- **GIVEN TASK 1**
Name every court case that the ballot-access commentary mentions.
- **GIVEN TASK 2**
How many lines of the records contain the word "frame"? Case counts. Reply with the number only.

- **SOURCE TEXT**
_ _ _ _ _ _ _

This is the rare 17th Amendment case. I have not gotten to that part of the ruling yet. 

The trial court found that  John Rust had a right to ballot access under the first and 17th amendments and under Article I section 23. I tend to agree on the first two, and disagree on the state claim; I am confident the 3-2 majority will cite Collins v Day, which has eviscerated section 23.

The Supreme Court took jurisdiction and stayed the ruling, so Rust has been removed from the ballot.

Ooh! I wonder if Trump  has any comment.

Then a few weeks ago they formally ruled that Rust is off the ballot, but the written opinions were only announced yesterday (as I write this first draft anyway, it was yesterday.) And I should be doing chores right now instead of diving into this case, but I'm finding it intellectually interesting. More later as Maron would say.

The opinion begins by citing Term Limits v Thornton, which it then fails to follow.

Standard of Review  Here, the Affiliation Statute is cloaked with “the presumption of constitutionality until clearly overcome by a contrary showing.” Horner v. Curry, 125 N.E.3d 584, 588 (Ind. 2019). 

I think that is error. That's not the  Anderson v Celebrezze standard, relied on in Trump v Anderson. And that error contaminates all the reasoning that follows. The Anderson test was also used in Crawford v. Marion County Election Board. I have not read the briefs, but a reasonable argument can be made for strict scrutiny due to the severe burden on voting rights.

Splintered parties and unrestrained factionalism may do significant damage to the fabric of government.” storer v brown. Here, the Court acts to splinter the party and remove a restraint on factionalism. Instead of a primary, Hoosier GOP voters such as myself face a coronation. I personally would prefer to vote for a queer egg farmer than one of our incumbent congressmen. 

 As it happens, the remaining candidate is affiliated with a twice-impeached former president who is continuing his attempt to overthrow the government. Very recently in Trump v. Anderson the US Supreme Court reversed the state of Colorado as to Trump's ballot access. Because these cases were being written at the same time, the Indiana case does not reference the Trump case at all. Yet the Trump case is now the controlling authority, and the Indiana case may need to be re-written.

It does have some good parts.

We start with first principles of free association. The First Amendment, “applicable to the States through the Fourteenth Amendment,” Reed v. Town of Gilbert, 576 U.S. 155, 163 (2015), prohibits the government from “abridging the freedom of speech, or of the press; or the right of the people peaceably to assemble, and to petition the Government for a redress of grievances,” U.S. CONST. amend. I. 

It's going to take me hours to work through this, and I have pressing chores and it's already past noon. Is there any way to make this time billable? I don't think so. I could move to intervene.

add an interests of amicus paragraph here later.


I suspect that procedurally the right thing to do is a motion for reconsideration in light of Trump v Anderson.

_ _ _ _ _ _ _

- **MATERIAL FOR THE TASK**
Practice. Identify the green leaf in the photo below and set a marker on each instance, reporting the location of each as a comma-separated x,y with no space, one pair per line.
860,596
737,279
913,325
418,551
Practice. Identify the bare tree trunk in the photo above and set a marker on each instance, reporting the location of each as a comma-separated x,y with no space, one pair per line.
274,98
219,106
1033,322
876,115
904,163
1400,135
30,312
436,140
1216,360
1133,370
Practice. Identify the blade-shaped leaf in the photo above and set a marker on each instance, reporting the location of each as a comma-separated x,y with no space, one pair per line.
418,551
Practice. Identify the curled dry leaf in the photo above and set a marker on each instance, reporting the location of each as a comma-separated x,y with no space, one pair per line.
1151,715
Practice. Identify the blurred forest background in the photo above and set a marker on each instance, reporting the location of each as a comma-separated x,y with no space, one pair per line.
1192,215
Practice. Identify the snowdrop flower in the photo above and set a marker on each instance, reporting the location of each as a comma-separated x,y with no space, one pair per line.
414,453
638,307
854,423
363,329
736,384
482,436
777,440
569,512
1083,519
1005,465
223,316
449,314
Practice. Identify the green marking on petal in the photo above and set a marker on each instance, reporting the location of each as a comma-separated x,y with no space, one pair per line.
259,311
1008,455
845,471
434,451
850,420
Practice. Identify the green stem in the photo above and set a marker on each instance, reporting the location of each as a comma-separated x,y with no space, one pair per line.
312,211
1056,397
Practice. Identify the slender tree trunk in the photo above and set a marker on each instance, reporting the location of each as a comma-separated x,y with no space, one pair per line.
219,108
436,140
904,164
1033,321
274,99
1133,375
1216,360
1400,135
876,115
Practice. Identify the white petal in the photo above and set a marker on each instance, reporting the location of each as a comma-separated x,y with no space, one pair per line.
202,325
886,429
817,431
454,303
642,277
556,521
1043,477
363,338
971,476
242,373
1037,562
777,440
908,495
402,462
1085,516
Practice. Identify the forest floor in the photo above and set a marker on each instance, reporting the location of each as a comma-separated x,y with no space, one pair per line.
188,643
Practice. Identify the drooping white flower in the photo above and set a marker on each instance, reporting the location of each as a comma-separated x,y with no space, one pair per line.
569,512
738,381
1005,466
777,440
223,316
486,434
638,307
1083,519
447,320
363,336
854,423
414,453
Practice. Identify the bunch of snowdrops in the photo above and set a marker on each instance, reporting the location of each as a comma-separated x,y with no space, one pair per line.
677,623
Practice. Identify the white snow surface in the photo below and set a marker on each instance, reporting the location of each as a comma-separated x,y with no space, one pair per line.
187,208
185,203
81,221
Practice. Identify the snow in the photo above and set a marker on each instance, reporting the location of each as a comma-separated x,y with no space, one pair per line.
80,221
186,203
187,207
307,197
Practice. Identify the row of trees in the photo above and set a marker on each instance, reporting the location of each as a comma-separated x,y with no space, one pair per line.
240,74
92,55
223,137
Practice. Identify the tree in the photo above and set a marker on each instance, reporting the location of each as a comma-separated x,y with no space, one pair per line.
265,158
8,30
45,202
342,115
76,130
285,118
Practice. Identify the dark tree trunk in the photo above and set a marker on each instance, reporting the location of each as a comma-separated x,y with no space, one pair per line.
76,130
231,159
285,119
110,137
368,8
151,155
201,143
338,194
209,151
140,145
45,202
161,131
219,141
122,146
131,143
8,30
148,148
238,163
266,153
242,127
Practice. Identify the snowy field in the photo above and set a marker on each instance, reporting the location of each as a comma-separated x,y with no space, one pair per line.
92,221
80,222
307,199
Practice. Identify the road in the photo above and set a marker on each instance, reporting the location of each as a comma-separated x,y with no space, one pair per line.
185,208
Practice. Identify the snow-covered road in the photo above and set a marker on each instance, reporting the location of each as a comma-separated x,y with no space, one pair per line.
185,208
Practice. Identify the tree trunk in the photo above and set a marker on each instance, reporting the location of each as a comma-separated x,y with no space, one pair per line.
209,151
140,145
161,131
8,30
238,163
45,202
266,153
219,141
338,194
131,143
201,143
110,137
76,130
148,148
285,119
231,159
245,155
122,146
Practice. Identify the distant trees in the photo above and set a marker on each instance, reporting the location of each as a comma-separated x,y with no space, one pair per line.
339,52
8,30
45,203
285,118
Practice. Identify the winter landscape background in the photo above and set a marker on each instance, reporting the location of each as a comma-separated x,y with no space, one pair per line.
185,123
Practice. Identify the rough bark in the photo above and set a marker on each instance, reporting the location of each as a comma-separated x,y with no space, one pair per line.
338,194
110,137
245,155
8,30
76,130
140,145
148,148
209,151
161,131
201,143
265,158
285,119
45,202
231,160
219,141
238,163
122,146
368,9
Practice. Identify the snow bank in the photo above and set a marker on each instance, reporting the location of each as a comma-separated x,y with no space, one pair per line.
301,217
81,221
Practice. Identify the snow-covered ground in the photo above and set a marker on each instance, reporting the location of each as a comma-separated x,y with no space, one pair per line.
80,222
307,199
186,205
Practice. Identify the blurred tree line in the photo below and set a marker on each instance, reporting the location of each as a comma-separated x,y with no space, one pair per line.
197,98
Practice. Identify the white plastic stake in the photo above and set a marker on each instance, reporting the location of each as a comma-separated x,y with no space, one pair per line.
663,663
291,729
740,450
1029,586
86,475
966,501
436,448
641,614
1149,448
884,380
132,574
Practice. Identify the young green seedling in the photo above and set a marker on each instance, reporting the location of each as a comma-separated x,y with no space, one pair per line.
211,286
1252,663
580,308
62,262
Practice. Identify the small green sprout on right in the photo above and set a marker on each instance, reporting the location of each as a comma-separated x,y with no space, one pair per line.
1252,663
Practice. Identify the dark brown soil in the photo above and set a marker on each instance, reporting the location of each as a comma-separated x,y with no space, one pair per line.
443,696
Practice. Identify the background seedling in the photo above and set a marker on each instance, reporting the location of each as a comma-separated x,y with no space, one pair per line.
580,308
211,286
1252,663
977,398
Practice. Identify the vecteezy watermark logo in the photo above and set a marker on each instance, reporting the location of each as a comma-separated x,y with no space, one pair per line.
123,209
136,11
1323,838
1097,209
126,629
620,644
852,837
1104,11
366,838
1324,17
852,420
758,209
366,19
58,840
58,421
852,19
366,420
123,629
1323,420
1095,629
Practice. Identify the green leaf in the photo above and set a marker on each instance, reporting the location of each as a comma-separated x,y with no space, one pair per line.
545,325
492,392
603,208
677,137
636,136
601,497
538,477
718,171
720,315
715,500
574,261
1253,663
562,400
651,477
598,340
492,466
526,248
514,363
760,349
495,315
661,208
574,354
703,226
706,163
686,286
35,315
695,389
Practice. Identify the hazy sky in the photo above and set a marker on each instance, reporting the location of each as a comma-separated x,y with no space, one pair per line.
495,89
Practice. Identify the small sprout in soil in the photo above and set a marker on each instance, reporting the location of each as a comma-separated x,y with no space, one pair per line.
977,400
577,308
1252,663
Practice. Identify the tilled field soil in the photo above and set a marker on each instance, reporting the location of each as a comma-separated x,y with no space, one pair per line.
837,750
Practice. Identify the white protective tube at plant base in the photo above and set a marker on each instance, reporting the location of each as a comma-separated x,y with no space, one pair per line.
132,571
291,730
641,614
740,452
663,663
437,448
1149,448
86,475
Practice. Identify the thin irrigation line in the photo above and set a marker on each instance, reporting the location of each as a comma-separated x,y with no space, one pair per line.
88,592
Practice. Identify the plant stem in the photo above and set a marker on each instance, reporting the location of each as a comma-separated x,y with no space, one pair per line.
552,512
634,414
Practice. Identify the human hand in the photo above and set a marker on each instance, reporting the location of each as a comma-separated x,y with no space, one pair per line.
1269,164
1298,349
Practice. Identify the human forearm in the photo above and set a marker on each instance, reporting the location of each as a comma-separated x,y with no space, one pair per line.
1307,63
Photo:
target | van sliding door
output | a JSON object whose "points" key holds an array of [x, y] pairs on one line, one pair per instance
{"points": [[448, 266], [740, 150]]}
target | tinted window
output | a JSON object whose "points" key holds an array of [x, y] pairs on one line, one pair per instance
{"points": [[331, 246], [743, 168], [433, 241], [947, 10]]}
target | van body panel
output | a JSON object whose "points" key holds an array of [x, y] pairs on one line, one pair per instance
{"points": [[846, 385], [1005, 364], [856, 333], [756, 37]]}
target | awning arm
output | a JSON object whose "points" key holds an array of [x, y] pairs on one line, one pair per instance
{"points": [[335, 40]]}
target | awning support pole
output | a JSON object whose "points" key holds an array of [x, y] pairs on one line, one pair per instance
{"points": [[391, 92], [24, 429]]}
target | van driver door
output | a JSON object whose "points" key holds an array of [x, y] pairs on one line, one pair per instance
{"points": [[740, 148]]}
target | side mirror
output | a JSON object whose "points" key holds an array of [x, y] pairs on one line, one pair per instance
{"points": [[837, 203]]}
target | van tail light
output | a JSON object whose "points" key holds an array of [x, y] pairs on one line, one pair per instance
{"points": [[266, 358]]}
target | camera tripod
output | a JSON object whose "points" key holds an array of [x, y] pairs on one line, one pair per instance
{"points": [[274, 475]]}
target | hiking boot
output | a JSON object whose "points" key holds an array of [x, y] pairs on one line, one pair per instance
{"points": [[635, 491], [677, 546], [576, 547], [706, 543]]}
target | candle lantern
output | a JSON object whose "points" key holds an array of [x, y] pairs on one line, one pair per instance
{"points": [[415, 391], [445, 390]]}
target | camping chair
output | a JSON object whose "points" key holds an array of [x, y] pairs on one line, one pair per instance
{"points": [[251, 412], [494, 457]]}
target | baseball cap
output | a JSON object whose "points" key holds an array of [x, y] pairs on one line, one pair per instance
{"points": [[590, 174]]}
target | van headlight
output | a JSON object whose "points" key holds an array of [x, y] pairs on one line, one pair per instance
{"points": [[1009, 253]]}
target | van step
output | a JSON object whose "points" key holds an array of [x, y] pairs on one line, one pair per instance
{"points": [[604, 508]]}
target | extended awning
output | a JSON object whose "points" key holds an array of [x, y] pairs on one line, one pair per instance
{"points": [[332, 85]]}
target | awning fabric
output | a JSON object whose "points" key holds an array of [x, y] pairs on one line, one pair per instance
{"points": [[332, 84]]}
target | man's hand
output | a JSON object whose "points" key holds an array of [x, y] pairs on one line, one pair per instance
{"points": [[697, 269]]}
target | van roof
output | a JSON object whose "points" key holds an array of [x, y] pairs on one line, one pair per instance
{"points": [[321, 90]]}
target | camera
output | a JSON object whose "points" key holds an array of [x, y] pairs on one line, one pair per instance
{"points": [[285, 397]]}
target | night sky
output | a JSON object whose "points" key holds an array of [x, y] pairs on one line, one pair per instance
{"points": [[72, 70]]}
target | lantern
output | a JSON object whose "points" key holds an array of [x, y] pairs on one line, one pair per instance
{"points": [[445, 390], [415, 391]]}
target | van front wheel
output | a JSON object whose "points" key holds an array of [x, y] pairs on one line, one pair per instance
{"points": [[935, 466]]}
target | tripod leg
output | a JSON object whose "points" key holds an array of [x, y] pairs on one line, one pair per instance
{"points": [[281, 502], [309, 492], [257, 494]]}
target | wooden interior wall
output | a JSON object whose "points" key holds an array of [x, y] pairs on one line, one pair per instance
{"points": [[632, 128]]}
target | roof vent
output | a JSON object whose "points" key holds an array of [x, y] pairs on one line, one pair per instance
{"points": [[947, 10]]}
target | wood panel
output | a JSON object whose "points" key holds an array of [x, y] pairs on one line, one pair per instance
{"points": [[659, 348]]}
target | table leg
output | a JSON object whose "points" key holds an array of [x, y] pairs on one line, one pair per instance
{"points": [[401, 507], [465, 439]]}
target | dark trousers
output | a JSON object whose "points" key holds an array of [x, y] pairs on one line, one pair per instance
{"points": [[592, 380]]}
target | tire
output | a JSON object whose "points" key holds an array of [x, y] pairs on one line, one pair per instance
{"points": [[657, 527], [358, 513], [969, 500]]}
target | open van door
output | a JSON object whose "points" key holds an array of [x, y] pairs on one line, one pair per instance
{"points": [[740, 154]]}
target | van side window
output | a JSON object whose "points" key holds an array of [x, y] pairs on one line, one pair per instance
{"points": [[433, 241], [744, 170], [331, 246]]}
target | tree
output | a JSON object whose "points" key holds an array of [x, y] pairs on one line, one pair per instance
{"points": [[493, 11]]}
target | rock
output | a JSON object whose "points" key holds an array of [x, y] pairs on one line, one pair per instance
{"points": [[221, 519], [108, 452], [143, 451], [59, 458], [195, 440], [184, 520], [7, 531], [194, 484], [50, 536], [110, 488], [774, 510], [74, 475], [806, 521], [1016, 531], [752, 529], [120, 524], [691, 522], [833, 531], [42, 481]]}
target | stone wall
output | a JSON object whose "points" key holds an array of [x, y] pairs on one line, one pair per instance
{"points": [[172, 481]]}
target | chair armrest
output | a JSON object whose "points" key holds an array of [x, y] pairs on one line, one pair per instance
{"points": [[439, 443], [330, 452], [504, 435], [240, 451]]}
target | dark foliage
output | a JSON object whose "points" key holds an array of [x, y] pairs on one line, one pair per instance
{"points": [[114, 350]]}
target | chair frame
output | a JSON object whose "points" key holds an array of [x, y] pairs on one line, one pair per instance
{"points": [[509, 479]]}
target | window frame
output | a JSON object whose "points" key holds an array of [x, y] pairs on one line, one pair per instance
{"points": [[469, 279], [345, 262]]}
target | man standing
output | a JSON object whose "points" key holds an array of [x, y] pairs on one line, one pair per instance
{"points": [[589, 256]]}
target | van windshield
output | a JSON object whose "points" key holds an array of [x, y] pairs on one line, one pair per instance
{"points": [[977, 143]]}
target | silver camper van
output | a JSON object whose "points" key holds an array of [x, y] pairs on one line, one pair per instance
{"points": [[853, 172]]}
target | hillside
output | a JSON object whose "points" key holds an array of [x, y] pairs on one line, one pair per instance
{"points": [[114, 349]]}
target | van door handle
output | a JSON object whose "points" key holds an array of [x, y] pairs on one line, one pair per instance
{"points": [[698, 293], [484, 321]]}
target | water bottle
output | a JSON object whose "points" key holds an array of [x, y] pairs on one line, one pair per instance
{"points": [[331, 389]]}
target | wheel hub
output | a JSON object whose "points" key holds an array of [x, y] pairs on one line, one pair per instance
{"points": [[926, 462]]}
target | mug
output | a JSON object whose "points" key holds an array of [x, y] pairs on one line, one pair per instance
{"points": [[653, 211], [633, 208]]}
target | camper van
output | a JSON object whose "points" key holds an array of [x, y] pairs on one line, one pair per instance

_ _ _ _ _ _ _

- **WRITTEN ANSWER 1**
Collins v Day
Term Limits v Thornton
Horner v. Curry
Anderson v Celebrezze
Trump v Anderson
Crawford v. Marion County Election Board
storer v brown
Reed v. Town of Gilbert

- **WRITTEN ANSWER 2**
2